> What you are asked to do
Please transcribe all of the data below line for line, keeping every character unchanged.

____

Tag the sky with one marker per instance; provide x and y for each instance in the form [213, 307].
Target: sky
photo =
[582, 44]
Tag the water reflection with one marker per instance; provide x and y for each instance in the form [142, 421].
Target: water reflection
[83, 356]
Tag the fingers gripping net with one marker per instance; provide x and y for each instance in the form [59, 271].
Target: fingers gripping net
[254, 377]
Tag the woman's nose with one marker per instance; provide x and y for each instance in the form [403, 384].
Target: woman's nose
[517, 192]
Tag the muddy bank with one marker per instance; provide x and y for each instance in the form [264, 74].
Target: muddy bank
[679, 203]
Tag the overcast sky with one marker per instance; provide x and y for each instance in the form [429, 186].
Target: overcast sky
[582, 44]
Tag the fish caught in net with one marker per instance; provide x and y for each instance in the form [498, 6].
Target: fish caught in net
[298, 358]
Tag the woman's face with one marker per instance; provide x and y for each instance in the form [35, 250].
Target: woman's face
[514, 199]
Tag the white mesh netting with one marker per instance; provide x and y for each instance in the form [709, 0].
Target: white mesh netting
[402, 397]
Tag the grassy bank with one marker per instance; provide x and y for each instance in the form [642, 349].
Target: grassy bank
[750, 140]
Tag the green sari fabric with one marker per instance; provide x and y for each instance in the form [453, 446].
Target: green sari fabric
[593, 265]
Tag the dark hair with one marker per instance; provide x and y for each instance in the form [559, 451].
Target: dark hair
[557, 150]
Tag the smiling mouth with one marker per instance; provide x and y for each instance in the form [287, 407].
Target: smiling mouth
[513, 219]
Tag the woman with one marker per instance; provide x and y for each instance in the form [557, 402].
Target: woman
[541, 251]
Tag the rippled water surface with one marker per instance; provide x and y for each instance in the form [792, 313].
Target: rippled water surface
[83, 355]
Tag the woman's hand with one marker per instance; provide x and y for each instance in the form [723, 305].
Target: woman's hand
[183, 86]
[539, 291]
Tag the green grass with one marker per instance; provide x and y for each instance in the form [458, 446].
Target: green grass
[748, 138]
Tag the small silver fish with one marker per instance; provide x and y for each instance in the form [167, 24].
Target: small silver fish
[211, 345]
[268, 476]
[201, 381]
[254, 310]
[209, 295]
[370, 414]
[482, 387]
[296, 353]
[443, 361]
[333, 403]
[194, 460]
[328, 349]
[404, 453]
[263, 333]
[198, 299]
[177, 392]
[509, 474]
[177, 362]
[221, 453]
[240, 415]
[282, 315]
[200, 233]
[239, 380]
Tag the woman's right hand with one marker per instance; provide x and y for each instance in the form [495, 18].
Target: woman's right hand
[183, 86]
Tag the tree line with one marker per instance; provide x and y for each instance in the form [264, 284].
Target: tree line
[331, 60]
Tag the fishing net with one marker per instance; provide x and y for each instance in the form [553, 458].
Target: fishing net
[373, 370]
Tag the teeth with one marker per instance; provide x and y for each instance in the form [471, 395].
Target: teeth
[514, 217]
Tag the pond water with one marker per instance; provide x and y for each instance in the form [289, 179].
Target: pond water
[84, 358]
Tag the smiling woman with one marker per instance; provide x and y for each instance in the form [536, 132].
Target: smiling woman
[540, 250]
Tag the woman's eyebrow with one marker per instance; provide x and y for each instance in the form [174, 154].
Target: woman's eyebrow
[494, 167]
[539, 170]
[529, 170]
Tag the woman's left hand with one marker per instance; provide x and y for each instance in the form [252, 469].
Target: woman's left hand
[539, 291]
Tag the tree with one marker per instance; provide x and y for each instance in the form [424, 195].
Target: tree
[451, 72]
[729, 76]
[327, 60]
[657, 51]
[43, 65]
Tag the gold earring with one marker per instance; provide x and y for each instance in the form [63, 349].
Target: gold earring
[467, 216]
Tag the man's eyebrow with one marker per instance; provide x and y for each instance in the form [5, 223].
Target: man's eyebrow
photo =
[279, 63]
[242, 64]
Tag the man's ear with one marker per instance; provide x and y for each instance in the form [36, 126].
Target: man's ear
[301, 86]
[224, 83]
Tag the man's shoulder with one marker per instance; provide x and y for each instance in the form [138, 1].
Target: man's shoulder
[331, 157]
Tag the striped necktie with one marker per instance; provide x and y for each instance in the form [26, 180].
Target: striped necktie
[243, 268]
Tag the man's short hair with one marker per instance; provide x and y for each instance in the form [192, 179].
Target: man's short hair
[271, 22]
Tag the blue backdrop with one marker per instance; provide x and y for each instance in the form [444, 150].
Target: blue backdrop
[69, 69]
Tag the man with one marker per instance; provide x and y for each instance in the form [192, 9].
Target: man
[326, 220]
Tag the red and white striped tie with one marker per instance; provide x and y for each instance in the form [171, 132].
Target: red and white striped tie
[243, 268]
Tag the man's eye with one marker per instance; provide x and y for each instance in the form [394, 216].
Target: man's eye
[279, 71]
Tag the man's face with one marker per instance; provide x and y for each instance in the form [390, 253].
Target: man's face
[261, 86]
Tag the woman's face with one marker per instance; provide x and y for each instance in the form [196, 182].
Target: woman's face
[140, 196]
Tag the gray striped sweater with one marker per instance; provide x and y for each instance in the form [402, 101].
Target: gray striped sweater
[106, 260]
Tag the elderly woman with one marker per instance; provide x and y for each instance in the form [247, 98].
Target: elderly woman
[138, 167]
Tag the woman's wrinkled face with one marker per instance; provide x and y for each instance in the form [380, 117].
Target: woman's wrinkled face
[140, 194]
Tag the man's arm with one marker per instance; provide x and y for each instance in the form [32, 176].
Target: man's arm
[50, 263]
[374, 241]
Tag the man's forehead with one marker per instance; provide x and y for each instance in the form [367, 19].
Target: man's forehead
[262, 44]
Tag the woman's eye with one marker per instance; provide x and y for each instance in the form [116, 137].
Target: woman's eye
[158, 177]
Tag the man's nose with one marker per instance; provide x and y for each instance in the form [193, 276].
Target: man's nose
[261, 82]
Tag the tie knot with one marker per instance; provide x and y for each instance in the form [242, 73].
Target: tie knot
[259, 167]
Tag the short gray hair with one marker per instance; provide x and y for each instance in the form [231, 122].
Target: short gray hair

____

> Task response
Tag the sky with one marker per instance; provide x and y for each instance in the form [213, 307].
Target: sky
photo =
[582, 44]
Tag the water reflection with one marker per instance; provide x and y for each instance in the form [142, 421].
Target: water reflection
[83, 356]
Tag the fingers gripping net with one marker per instance; provide x and y for each instance in the form [59, 271].
Target: fingers gripping net
[254, 377]
Tag the woman's nose with one marker per instance; provide x and y for each instance in the form [403, 384].
Target: woman's nose
[517, 192]
Tag the muddy bank with one marker per instance; provide x and y for each instance in the form [264, 74].
Target: muddy bank
[679, 203]
Tag the overcast sky with one marker per instance; provide x and y for each instance in the form [429, 186].
Target: overcast sky
[582, 44]
Tag the fish caught in net with one marker per instance; provide x and y for each instance in the form [498, 6].
Target: fish caught in net
[298, 358]
Tag the woman's face with one marker per instance; provide x and y for each instance in the form [35, 250].
Target: woman's face
[514, 199]
Tag the white mesh netting with one marker per instance; provide x and y for each instance in the form [709, 0].
Target: white mesh netting
[402, 397]
Tag the grassy bank with one marker per instance; provide x and y for each instance in the form [642, 349].
Target: grassy bank
[750, 140]
Tag the green sari fabric with one marker per instance; provide x and y for each instance in the form [453, 446].
Target: green sari fabric
[593, 265]
Tag the dark hair with one marker per instance; provide x and y for each instance in the form [559, 451].
Target: dark hair
[557, 150]
Tag the smiling mouth with one marker per instance; provide x and y for each instance in the form [287, 407].
Target: smiling mouth
[513, 219]
Tag the woman with one marker per instance; provide x and y for each instance in the form [557, 402].
Target: woman
[541, 251]
Tag the rippled water surface with one marker per instance; provide x and y for each instance in the form [792, 313].
Target: rippled water surface
[83, 355]
Tag the woman's hand with one marker per instance; provide x and y for each instance in the form [723, 305].
Target: woman's hand
[183, 86]
[539, 291]
Tag the green grass with one marker per instance; provide x and y for each instance in the form [458, 446].
Target: green grass
[748, 138]
Tag the small silver fish with one marker per instance; provide x and y for each instance in the form [167, 24].
Target: small silver fish
[211, 345]
[268, 476]
[201, 381]
[254, 310]
[209, 295]
[370, 414]
[482, 387]
[296, 353]
[443, 361]
[333, 403]
[194, 460]
[328, 349]
[404, 453]
[263, 333]
[198, 299]
[177, 392]
[509, 474]
[177, 362]
[221, 453]
[240, 415]
[282, 315]
[200, 233]
[239, 380]
Tag the woman's right hand with one marker per instance; provide x and y for each instance in the form [495, 18].
Target: woman's right hand
[183, 86]
Tag the tree line with one marker per instance; provide x and y for each instance in the form [264, 284].
Target: tree line
[331, 60]
Tag the fishing net with one marker per instance; provide x and y for each instance in the form [553, 458].
Target: fishing net
[373, 370]
Tag the teeth with one marker per instance; provide x and y for each instance in the form [471, 395].
Target: teeth
[514, 217]
Tag the pond water with one marker per instance; provide x and y for each instance in the form [289, 179].
Target: pond water
[84, 358]
Tag the smiling woman with one marker per instance; provide x and y for each instance in the form [536, 132].
Target: smiling woman
[540, 250]
Tag the woman's eyebrow with one marker per instance; provide x and y for each instance in the form [174, 154].
Target: woman's eyebrow
[494, 167]
[539, 170]
[529, 170]
Tag the woman's left hand with one marker per instance; provide x and y for each instance in the form [252, 469].
Target: woman's left hand
[539, 291]
Tag the tree with one marker per instance; provide x and y for each instance in the form [424, 195].
Target: tree
[451, 72]
[729, 76]
[327, 60]
[657, 51]
[43, 65]
Tag the gold earring with one marker per instance; provide x and y for each instance in the form [63, 349].
Target: gold earring
[467, 216]
Tag the man's eyebrow with one marker per instance; provide x and y for each instance in the form [5, 223].
Target: man's eyebrow
photo =
[279, 63]
[242, 64]
Tag the man's ear with one marker per instance; provide x and y for each instance in the form [36, 126].
Target: man's ear
[301, 86]
[224, 83]
Tag the man's shoulder with one marker per instance; provide x and y for each instance in the form [138, 1].
Target: man's shoulder
[331, 157]
Tag the striped necktie with one marker per instance; provide x and y for each instance in the form [26, 180].
Target: striped necktie
[243, 268]
Tag the man's short hair with one marker per instance; provide x and y for each instance in the form [192, 179].
Target: man's short hair
[271, 22]
Tag the blue backdrop with one marker per instance; provide x and y for each instance in the form [444, 150].
Target: blue backdrop
[69, 69]
Tag the man with one marker per instance; provide x and y for each instance in the form [192, 9].
Target: man
[326, 220]
Tag the red and white striped tie with one marker per instance; provide x and y for each instance in the form [171, 132].
Target: red and white striped tie
[243, 268]
Tag the man's eye with one marker per instance; provide x and y for each instance in the form [394, 216].
Target: man's eye
[279, 71]
Tag the man's face with one marker per instance; provide x and y for each instance in the form [390, 253].
Target: man's face
[261, 86]
Tag the woman's face with one marker per instance; provide x and y for each instance in the form [196, 182].
Target: woman's face
[140, 196]
Tag the gray striped sweater with one marker per instance; provide x and y for each instance in the form [402, 101].
Target: gray striped sweater
[106, 260]
Tag the elderly woman with one marker per instance; provide x and y for each instance in the form [247, 98].
Target: elderly woman
[138, 167]
Tag the woman's wrinkled face with one marker per instance; provide x and y for each instance in the form [380, 117].
Target: woman's wrinkled face
[140, 194]
Tag the man's arm with one marker per instance; provide x and y for each instance in the form [32, 176].
Target: man's arm
[50, 263]
[374, 241]
Tag the man's forehead with one marker per instance; provide x and y for each instance in the form [367, 19].
Target: man's forehead
[262, 44]
Tag the woman's eye with one marker per instance; provide x and y for each instance in the form [116, 137].
Target: woman's eye
[158, 177]
Tag the man's nose with one marker per instance; provide x and y for each instance in the form [193, 276].
Target: man's nose
[261, 82]
Tag the tie knot with one marker per instance; provide x and y for each instance in the form [242, 73].
Target: tie knot
[259, 167]
Tag the short gray hair with one marker per instance; provide x and y for each instance in the form [231, 122].
Target: short gray hair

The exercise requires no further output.